[Prompt]: Select every line in the listing below that contains the word "sheep", and copy each one. Letter case must match.

[Entries shown]:
>> Start
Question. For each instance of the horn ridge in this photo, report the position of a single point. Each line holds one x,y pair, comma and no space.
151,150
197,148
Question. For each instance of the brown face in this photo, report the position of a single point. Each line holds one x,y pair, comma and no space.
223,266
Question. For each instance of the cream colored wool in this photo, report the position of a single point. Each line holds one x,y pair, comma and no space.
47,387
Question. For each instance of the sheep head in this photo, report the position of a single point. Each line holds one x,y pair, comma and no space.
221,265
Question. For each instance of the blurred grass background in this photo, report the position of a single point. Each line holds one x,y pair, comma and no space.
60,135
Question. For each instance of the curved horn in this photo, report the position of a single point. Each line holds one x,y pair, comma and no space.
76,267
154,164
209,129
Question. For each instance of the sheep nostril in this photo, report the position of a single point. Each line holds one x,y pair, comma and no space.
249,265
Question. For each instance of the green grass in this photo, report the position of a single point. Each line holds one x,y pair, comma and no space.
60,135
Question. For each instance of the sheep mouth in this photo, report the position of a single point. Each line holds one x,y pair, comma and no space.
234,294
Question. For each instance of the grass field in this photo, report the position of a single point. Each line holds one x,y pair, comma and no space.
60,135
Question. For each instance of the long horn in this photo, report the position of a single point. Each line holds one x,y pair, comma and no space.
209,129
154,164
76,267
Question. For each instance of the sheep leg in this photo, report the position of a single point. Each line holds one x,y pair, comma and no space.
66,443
>> End
>> Start
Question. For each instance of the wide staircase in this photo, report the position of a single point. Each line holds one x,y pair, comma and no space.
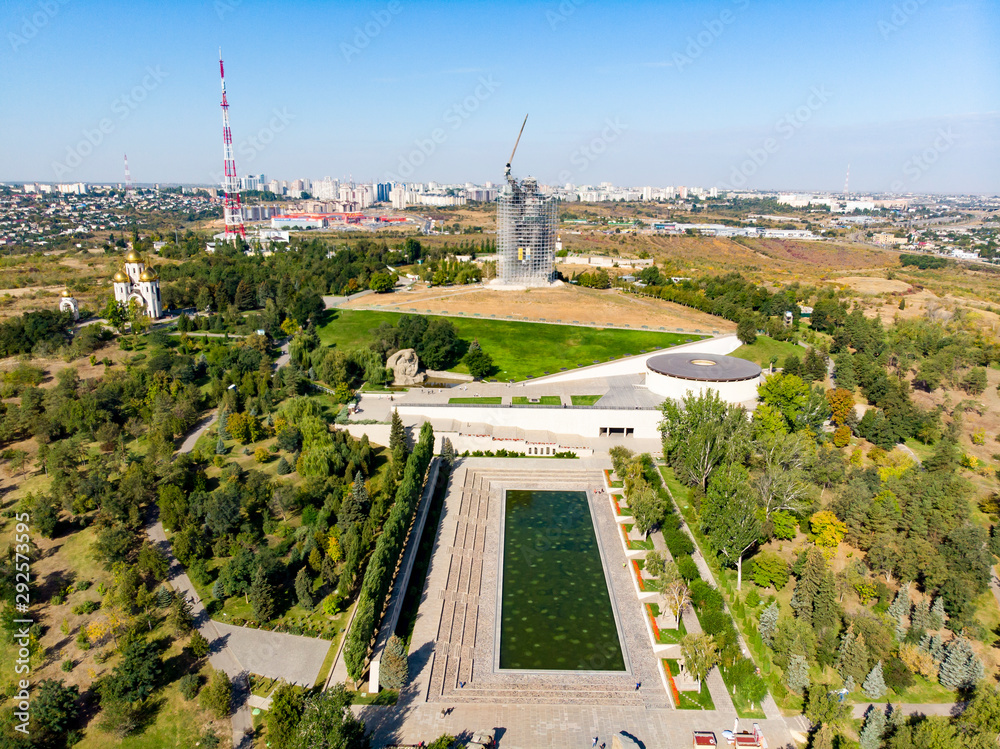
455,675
>> End
>> Start
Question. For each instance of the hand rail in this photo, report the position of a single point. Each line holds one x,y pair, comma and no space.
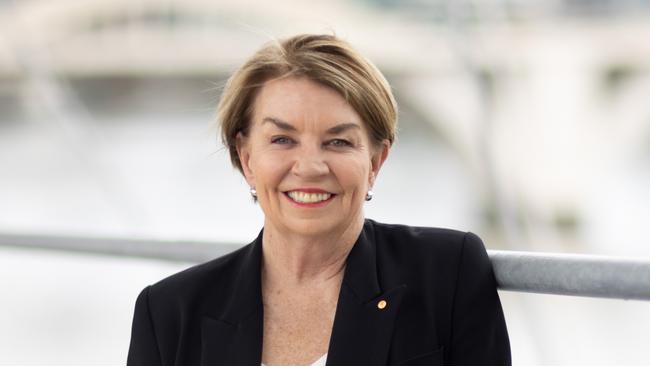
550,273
>> End
[Solution to this exercise]:
Question. For each instance of the sheep head in this photo, report the position of a single point. Each line holds one x,y pair, comma and no space.
Question. For each instance of the sheep nostril in this photo, report the position of a single point. Each line holds one x,y pair, comma and no space.
Question. For each instance of the sheep mouth in this photo, report the position of a single point. Each line holds one x,y pair, comma and no space.
Question. For each instance of the sheep leg in this photo, report the position of a single point. Each line holds one x,y pair, comma and no space.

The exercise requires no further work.